* Start SELECTED EXCERPT *

Since you wish to know my opinion, here it is:
There was, in a corner of the world, a wonder of the world; this wonder was called the Summer Palace. Art has two principles, the Idea, which produces European art, and the Chimera, which produces oriental art. The Summer Palace was to chimerical art what the Parthenon is to ideal art. All that can be begotten of the imagination of an almost extra-human people was there. It was not a single, unique work like the Parthenon. It was a kind of enormous model of the chimera, if the chimera can have a model. Imagine some inexpressible construction, something like a lunar building, and you will have the Summer Palace. Build a dream with marble, jade, bronze and porcelain, frame it with cedar wood, cover it with precious stones, drape it with silk, make it here a sanctuary, there a harem, elsewhere a citadel, put gods there, and monsters, varnish it, enamel it, gild it, paint it, have architects who are poets build the thousand and one dreams of the thousand and one nights, add gardens, basins, gushing water and foam, swans, ibis, peacocks, suppose in a word a sort of dazzling cavern of human fantasy with the face of a temple and palace, such was this building. The slow work of generations had been necessary to create it. This edifice, as enormous as a city, had been built by the centuries, for whom? For the peoples. For the work of time belongs to man. Artists, poets and philosophers knew the Summer Palace; Voltaire talks of it. People spoke of the Parthenon in Greece, the pyramids in Egypt, the Coliseum in Rome, Notre-Dame in Paris, the Summer Palace in the Orient. If people did not see it they imagined it. It was a kind of tremendous unknown masterpiece, glimpsed from the distance in a kind of twilight, like a silhouette of the civilization of Asia on the horizon of the civilization of Europe.
This wonder has disappeared.
One day two bandits entered the Summer Palace. One plundered, the other burned. Victory can be a thieving woman, or so it seems. The devastation of the Summer Palace was accomplished by the two victors acting jointly. Mixed up in all this is the name of Elgin, which inevitably calls to mind the Parthenon. What was done to the Parthenon was done to the Summer Palace, more thoroughly and better, so that nothing of it should be left. All the treasures of all our cathedrals put together could not equal this formidable and splendid museum of the Orient. It contained not only masterpieces of art, but masses of jewelry. What a great exploit, what a windfall! One of the two victors filled his pockets; when the other saw this he filled his coffers. And back they came to Europe, arm in arm, laughing away. Such is the story of the two bandits.
We Europeans are the civilized ones, and for us the Chinese are the barbarians. This is what civilization has done to barbarism.
Before history, one of the two bandits will be called France; the other will be called England. But I protest, and I thank you for giving me the opportunity! the crimes of those who lead are not the fault of those who are led; Governments are sometimes bandits, peoples never.
The French empire has pocketed half of this victory, and today with a kind of proprietorial naivety it displays the splendid bric-a-brac of the Summer Palace. I hope that a day will come when France, delivered and cleansed, will return this booty to despoiled China.

* End SELECTED EXCERPT *
* Start EXTRACTED ENTRIES *

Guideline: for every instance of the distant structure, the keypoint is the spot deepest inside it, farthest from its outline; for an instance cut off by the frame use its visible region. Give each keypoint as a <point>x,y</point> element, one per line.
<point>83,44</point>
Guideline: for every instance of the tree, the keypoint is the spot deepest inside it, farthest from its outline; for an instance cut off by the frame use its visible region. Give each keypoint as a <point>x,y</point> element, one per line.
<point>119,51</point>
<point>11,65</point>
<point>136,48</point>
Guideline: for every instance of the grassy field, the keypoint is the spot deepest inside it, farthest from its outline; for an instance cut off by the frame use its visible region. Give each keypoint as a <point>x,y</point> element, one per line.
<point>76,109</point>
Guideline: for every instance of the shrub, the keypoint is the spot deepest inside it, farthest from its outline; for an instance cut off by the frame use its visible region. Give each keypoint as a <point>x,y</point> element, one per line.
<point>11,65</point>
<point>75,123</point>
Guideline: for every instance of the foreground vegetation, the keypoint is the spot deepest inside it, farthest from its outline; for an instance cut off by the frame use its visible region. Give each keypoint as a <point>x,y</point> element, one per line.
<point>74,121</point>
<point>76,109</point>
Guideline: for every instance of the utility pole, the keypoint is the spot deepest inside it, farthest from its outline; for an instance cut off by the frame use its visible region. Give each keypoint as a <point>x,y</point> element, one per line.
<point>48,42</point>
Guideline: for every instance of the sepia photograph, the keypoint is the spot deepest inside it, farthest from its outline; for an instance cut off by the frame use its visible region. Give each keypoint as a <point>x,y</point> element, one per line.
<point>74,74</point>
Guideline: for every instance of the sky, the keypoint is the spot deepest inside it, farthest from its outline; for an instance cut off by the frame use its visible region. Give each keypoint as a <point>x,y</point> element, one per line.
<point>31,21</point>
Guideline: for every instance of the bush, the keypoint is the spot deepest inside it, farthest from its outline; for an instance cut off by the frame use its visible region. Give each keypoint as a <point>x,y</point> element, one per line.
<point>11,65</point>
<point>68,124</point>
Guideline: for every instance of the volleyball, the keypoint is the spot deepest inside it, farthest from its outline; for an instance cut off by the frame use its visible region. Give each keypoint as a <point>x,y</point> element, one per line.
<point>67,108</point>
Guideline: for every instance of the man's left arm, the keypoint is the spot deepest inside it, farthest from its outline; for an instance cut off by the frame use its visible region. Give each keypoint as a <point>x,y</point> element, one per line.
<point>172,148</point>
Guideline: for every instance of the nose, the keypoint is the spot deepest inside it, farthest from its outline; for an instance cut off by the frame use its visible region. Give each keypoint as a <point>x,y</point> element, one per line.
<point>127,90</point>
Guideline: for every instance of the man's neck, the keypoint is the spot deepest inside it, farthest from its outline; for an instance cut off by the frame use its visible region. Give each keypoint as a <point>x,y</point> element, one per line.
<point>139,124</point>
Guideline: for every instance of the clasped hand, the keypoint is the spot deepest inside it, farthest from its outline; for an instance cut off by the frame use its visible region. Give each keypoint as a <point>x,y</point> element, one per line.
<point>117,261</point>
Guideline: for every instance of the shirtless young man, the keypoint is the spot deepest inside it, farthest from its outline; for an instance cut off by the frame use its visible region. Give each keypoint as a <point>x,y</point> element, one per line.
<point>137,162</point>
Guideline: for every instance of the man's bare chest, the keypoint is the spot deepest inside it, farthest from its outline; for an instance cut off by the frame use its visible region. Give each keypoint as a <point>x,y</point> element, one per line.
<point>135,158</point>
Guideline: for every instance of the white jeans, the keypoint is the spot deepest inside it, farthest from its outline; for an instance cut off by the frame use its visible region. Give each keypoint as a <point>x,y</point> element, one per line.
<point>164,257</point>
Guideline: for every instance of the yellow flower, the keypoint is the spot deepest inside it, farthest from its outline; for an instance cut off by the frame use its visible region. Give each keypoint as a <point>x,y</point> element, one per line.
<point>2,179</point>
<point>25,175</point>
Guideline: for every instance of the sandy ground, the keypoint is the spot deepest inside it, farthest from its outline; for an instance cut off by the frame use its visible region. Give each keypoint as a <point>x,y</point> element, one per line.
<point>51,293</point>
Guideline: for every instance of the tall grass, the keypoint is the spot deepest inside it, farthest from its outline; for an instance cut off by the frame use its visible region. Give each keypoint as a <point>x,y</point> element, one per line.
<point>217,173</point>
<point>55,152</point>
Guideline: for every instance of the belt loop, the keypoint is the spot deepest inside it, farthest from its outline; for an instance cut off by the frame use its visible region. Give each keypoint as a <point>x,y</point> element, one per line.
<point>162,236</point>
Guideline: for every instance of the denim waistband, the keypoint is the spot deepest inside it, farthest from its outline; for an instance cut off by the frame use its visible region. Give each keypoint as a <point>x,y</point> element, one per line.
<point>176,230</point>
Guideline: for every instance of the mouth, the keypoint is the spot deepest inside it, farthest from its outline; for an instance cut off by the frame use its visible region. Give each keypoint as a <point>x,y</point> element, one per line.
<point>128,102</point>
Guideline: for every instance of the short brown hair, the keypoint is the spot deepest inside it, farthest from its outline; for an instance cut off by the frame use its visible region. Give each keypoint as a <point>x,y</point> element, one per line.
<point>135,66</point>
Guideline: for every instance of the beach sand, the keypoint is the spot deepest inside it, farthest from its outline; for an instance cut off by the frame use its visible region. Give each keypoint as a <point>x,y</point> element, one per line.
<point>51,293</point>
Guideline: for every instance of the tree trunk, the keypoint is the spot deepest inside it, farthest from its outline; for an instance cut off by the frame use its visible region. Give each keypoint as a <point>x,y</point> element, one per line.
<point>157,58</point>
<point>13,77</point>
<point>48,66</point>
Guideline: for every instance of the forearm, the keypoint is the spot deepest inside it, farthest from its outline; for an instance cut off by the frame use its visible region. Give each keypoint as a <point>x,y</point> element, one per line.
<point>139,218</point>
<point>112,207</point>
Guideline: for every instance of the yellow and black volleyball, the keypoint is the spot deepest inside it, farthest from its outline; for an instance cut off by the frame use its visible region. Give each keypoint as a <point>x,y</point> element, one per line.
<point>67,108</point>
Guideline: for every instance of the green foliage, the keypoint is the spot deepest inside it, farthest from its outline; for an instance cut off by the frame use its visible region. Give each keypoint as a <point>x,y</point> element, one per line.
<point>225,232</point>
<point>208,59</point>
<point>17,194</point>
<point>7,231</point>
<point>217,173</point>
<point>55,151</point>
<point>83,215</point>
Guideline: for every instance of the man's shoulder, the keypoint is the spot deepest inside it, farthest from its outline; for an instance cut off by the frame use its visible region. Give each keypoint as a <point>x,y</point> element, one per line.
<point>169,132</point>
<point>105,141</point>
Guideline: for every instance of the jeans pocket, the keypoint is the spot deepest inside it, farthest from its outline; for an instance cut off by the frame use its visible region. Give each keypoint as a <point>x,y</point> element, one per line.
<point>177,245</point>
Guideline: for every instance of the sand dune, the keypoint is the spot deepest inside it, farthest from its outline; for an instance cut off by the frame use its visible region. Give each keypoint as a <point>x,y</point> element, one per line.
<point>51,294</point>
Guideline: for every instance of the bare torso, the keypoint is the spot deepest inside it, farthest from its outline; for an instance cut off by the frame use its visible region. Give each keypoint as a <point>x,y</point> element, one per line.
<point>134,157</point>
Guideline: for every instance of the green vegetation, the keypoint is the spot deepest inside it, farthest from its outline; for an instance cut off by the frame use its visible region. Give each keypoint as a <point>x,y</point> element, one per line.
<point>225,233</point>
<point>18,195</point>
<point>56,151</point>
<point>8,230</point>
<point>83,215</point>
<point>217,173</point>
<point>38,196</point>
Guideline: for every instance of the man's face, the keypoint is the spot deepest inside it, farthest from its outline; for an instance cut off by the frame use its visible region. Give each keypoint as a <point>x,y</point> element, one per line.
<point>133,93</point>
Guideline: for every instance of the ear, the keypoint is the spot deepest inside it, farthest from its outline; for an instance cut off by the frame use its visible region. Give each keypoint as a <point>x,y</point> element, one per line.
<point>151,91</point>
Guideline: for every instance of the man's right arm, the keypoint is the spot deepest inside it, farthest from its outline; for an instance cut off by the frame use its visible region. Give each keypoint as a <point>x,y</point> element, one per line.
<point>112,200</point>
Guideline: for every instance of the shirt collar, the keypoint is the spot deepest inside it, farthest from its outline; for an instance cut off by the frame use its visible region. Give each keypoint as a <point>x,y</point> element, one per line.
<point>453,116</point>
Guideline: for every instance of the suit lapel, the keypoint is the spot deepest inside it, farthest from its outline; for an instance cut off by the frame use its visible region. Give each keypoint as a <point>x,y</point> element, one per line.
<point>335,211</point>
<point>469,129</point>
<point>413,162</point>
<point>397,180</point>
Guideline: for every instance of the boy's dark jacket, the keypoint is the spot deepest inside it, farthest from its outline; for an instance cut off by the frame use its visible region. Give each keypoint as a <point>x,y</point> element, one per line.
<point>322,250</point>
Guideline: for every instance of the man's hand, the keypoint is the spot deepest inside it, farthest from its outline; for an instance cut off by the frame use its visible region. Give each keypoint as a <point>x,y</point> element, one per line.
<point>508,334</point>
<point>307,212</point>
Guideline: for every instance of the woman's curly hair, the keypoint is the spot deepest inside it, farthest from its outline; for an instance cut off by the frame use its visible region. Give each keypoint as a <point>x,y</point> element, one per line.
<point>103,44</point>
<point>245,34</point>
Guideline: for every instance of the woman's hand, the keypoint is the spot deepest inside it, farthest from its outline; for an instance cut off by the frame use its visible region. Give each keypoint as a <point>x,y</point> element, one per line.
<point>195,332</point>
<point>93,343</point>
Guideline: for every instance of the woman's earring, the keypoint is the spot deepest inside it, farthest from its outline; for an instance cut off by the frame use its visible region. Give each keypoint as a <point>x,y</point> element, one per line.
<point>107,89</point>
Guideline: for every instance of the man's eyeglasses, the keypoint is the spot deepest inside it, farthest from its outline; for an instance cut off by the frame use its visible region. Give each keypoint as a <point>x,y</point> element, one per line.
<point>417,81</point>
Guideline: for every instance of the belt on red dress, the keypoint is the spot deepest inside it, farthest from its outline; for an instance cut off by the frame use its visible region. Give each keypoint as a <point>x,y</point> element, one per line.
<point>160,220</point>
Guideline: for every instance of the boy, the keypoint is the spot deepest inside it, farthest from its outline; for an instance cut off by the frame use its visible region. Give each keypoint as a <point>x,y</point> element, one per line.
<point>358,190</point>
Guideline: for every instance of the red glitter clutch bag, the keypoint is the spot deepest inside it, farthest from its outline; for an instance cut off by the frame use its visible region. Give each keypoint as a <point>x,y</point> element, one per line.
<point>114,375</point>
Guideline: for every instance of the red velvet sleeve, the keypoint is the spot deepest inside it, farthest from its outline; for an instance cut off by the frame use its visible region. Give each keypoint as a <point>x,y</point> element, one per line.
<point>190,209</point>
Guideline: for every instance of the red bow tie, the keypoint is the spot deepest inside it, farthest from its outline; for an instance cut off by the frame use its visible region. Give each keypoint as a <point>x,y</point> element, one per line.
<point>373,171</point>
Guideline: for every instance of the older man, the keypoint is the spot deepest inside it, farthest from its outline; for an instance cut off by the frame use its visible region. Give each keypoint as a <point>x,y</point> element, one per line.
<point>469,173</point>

* End EXTRACTED ENTRIES *

• TASKS TO COMPLETE
A) From the Summer Palace text, render the sentence "This wonder has disappeared." in Spanish.
B) Give the records from the line with "Guideline: for every instance of the woman's earring, the" up to and including the line with "<point>417,81</point>" as a Markdown table with the columns Row and Record line, one line per row, leaving out blank lines.

• THE RESPONSES
A) Esta maravilla ha desaparecido.

B)
| Row | Record line |
|---|---|
| 1 | Guideline: for every instance of the woman's earring, the keypoint is the spot deepest inside it, farthest from its outline; for an instance cut off by the frame use its visible region. Give each keypoint as a <point>x,y</point> element, one per line. |
| 2 | <point>107,89</point> |
| 3 | Guideline: for every instance of the man's eyeglasses, the keypoint is the spot deepest inside it, farthest from its outline; for an instance cut off by the frame use its visible region. Give each keypoint as a <point>x,y</point> element, one per line. |
| 4 | <point>417,81</point> |